=== 指示 A ===
レコードのうち、「the cyclist in」を含む行から「column 303, row 218」を含む行までを、両端の行も含めてそのまま引用せよ。

··· 本文抜粋 ···

最初は取り合うことも懸念していましたけど、結果的にはほとんどそういうことは起こりませんでした。商圏は近くても、5分も歩けば行動範囲って全然違うんだなーと感じました。なので、近い商圏に3店舗あるというのはメリットの方が大きいですね。スタッフも行き来できるし、1箇所で作ったものを他の店でも販売できる。また、私も出産をしてから現場にはあまり立っていませんが、日々お店には顔を出しているので、近くに3店舗あるのはとても助かります。 

──お店の宣伝活動で力を入れていることはありますか?

やはりメディア受けの良い場所にお店を出すというのが一番の宣伝効果だと思います。お店を出した頃、蔵前という街がちょうど雑誌などで特集を組まれ始めた頃だったんです。新小岩では取材なんてほとんどありませんでしたが、蔵前に出店してからは本当にたくさんのメディアに取り上げてもらいました。取材されやすい立地選びは大事なポイントだと思います。

──カフェ運営で一番大変だったことはなんでしょうか?

···

=== 指示 B ===
インタビュー抜粋の「最初は取り合うことも懸念して」から「舗あるのはとても助かります。」までを、両端も含めて一字一句違えずに書き出せ。

··· データ一覧 ···

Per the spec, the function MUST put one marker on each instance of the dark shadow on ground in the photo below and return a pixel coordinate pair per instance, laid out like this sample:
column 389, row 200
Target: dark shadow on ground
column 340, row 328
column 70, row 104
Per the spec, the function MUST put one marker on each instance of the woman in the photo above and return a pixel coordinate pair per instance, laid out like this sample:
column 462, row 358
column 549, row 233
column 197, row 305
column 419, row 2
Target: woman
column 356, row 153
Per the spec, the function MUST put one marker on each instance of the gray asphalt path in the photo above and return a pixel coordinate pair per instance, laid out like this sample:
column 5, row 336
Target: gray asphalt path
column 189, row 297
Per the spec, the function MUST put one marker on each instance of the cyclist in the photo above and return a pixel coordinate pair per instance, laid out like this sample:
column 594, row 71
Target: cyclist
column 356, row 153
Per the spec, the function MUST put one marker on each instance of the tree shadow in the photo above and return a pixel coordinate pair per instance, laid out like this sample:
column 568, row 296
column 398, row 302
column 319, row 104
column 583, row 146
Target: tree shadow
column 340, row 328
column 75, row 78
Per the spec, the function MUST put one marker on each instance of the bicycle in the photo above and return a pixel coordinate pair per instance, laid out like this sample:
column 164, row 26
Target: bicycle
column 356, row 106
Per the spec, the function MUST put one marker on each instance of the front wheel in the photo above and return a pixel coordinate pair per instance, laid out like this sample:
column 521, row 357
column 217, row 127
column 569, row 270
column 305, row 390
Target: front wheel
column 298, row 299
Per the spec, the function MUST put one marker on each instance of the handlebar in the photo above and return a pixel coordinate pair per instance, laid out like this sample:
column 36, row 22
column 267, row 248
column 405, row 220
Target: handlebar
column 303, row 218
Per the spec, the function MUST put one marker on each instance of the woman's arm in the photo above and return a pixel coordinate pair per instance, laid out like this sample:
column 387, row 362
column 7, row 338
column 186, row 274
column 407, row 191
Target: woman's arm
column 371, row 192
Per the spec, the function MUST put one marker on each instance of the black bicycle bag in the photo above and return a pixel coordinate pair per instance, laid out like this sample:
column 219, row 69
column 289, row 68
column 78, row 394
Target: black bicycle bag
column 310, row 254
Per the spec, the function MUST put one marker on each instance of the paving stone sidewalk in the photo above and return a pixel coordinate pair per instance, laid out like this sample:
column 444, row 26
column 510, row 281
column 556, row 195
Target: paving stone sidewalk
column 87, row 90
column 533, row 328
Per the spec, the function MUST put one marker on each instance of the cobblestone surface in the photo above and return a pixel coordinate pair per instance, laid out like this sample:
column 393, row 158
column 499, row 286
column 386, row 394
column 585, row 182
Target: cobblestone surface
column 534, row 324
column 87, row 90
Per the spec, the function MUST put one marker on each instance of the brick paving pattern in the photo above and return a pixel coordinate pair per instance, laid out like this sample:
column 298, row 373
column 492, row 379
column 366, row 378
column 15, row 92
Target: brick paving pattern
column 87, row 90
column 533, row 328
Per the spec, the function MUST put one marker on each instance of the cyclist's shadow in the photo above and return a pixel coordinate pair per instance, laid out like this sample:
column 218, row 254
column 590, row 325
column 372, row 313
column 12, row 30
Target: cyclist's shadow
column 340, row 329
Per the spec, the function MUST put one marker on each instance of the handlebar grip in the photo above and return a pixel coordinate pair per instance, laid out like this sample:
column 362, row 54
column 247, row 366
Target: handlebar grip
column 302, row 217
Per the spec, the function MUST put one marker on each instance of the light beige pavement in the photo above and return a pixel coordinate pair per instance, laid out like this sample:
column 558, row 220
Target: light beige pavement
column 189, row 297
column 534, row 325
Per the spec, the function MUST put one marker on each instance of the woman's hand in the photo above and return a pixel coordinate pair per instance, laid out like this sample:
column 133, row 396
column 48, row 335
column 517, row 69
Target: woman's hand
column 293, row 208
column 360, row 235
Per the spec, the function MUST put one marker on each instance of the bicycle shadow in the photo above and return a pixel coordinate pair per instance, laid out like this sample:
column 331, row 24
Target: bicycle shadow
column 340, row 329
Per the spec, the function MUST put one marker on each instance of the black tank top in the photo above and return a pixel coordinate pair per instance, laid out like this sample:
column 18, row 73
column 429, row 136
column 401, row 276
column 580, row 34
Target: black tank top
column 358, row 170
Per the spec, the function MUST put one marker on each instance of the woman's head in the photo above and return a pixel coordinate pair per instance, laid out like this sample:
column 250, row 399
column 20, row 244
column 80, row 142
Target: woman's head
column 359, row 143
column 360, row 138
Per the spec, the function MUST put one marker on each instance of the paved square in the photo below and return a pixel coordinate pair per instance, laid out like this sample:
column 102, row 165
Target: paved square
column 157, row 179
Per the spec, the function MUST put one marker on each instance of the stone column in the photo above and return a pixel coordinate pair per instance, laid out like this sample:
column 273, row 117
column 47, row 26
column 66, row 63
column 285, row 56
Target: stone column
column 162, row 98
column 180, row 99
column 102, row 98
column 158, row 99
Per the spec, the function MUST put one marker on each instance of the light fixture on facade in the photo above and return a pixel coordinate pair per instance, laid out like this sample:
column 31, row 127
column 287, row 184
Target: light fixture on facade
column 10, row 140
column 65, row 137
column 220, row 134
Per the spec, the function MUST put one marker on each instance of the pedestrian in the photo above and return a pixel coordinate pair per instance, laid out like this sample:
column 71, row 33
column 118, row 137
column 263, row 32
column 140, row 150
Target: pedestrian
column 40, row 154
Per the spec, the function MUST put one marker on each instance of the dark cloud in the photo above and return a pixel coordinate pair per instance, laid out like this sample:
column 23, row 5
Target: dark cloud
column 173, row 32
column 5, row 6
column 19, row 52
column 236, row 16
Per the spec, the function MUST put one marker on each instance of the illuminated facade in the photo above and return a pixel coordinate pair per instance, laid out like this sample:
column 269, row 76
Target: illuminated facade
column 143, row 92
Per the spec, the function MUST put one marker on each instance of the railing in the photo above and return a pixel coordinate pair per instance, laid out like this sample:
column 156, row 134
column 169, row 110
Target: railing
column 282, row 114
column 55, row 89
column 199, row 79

···

=== 出力結果 A ===
Per the spec, the function MUST put one marker on each instance of the cyclist in the photo above and return a pixel coordinate pair per instance, laid out like this sample:
column 594, row 71
Target: cyclist
column 356, row 153
Per the spec, the function MUST put one marker on each instance of the tree shadow in the photo above and return a pixel coordinate pair per instance, laid out like this sample:
column 568, row 296
column 398, row 302
column 319, row 104
column 583, row 146
Target: tree shadow
column 340, row 328
column 75, row 78
Per the spec, the function MUST put one marker on each instance of the bicycle in the photo above and return a pixel coordinate pair per instance, laid out like this sample:
column 164, row 26
Target: bicycle
column 356, row 106
Per the spec, the function MUST put one marker on each instance of the front wheel in the photo above and return a pixel coordinate pair per instance, laid out like this sample:
column 521, row 357
column 217, row 127
column 569, row 270
column 305, row 390
Target: front wheel
column 298, row 299
Per the spec, the function MUST put one marker on each instance of the handlebar in the photo above and return a pixel coordinate pair per instance, laid out like this sample:
column 36, row 22
column 267, row 248
column 405, row 220
Target: handlebar
column 303, row 218

=== 出力結果 B ===
最初は取り合うことも懸念していましたけど、結果的にはほとんどそういうことは起こりませんでした。商圏は近くても、5分も歩けば行動範囲って全然違うんだなーと感じました。なので、近い商圏に3店舗あるというのはメリットの方が大きいですね。スタッフも行き来できるし、1箇所で作ったものを他の店でも販売できる。また、私も出産をしてから現場にはあまり立っていませんが、日々お店には顔を出しているので、近くに3店舗あるのはとても助かります。